Exercice a
Dans les données fournies plus bas, recopiez uniquement le passage allant de la ligne qui contient « If you could locate the black work » jusqu'à la fin des lignes, bornes comprises. Gardez les consignes telles quelles et décalez les coordonnées des réponses en ajoutant 27 à chaque nombre.

Texte proposé
+++++

L'administration de l'agriculture ne négligera aucun des moyens qui peuvent favoriser l'élève du bétail. Aussi les concours d'animaux ont-ils reçu cette année de grands développements. Outre les concours locaux, il a été ouvert des concours régionaux à Nimes, Aurillac, Saint-Lô et Bordeaux, et un concours général à Versailles, plus spécialement réservé à l'amélioration des races. De nombreux cultivateurs, venus à Versailles de tous les points de la France, constataient, il y a peu de jours, l'utilité de cette institution.
La production chevaline, partout en progrès, présente les résultats les plus satisfaisants. L'administration des haras, qui marche avec un ordre et une régularité dignes d'éloges, a bien mérité de l'agriculture et de l'armée. Le nombre des chevaux s'est accru dans le pays ; leur valeur s'est relevée.
L'institution des courses a pris elle-même, cette année, une extension considérable : dans l'ensemble du pays une somme de 800 000 fr. leur a été consacrée. Comme la part de l'Etat ne s'élève qu'à 300 000 fr. dans ce chiffre, on voit que les pouvoirs locaux leur ont prêté un concours puissant.
La pratique des procédés agricoles a fait des progrès qui, par leur importance, s'élèvent à la hauteur de véritables révolutions économiques. Dans le courant de la session, le ministère soumettra à l'Assemblée des mesures tendant à développer la pratique des irrigations. Il appellera votre attention sur les procédés de drainage, qui sont en Angleterre l'objet de si larges encouragements. Une loi concernant la police des engrais industriels vous sera proposée. Les méthodes remarquables de culture, de rouissage et de préparation du lin, qui viennent d'être introduites en Angleterre, en Irlande et en Belgique, ne pouvaient non plus trouver le Gouvernement indifférent. Il en a fait une étude approfondie dont les résultats vous seront soumis dans l'exposé des motifs d'une loi qui vous sera proposée, pour affranchir de tout droit d'entrée la graine de lin de semence, de la provenance de Riga.

+++++

Exercice b
Citez sans la modifier la partie du texte sur l'agriculture qui va de « L'institution des courses » jusqu'à « un concours puissant. ».

+++++

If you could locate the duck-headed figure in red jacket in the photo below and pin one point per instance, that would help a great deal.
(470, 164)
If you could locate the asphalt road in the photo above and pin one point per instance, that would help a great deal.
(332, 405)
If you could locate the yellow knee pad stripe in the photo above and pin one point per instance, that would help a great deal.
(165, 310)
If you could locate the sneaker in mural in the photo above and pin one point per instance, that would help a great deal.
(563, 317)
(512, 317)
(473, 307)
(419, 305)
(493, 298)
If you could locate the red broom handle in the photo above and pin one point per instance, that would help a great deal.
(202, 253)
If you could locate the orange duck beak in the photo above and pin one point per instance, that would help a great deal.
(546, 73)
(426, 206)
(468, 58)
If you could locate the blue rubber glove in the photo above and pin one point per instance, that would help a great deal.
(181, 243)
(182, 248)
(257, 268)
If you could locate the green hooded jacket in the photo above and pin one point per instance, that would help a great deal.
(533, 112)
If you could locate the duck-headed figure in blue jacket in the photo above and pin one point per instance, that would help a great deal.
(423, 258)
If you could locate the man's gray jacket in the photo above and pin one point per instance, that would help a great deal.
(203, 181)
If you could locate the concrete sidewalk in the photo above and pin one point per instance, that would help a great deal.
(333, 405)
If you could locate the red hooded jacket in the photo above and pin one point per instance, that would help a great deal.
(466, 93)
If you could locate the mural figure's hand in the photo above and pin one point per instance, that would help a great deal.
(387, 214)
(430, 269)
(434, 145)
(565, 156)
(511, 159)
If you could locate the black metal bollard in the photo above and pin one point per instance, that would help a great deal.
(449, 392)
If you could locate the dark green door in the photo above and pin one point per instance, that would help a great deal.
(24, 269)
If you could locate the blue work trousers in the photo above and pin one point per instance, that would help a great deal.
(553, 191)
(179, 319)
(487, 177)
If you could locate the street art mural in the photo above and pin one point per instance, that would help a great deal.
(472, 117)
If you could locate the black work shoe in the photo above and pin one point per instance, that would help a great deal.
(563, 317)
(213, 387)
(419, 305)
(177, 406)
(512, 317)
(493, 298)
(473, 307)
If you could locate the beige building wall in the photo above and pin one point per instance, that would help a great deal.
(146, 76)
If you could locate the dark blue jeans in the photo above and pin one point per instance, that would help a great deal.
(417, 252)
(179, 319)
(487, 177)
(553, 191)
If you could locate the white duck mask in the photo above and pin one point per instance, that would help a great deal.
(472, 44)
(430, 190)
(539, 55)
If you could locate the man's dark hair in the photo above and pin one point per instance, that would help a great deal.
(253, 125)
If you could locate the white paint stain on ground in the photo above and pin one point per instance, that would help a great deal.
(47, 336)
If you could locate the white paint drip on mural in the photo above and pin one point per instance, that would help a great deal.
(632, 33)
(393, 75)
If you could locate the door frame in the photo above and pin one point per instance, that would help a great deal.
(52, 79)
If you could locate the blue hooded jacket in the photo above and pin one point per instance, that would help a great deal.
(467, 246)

+++++

Réponse attendue a
If you could locate the black work shoe in the photo above and pin one point per instance, that would help a great deal.
(590, 344)
(240, 414)
(446, 332)
(204, 433)
(539, 344)
(520, 325)
(500, 334)
If you could locate the beige building wall in the photo above and pin one point per instance, that would help a great deal.
(173, 103)
If you could locate the dark blue jeans in the photo above and pin one point per instance, that would help a great deal.
(444, 279)
(206, 346)
(514, 204)
(580, 218)
If you could locate the white duck mask in the photo above and pin one point per instance, that would help a great deal.
(499, 71)
(457, 217)
(566, 82)
If you could locate the man's dark hair in the photo above and pin one point per instance, that would help a great deal.
(280, 152)
If you could locate the white paint stain on ground in the photo above and pin one point per instance, that would help a great deal.
(74, 363)
If you could locate the white paint drip on mural in the photo above and pin one point per instance, that would help a great deal.
(659, 60)
(420, 102)
If you could locate the door frame in the photo above and pin one point per instance, that would help a great deal.
(79, 106)
If you could locate the blue hooded jacket in the photo above and pin one point per instance, that would help a great deal.
(494, 273)

Réponse attendue b
L'institution des courses a pris elle-même, cette année, une extension considérable : dans l'ensemble du pays une somme de 800 000 fr. leur a été consacrée. Comme la part de l'Etat ne s'élève qu'à 300 000 fr. dans ce chiffre, on voit que les pouvoirs locaux leur ont prêté un concours puissant.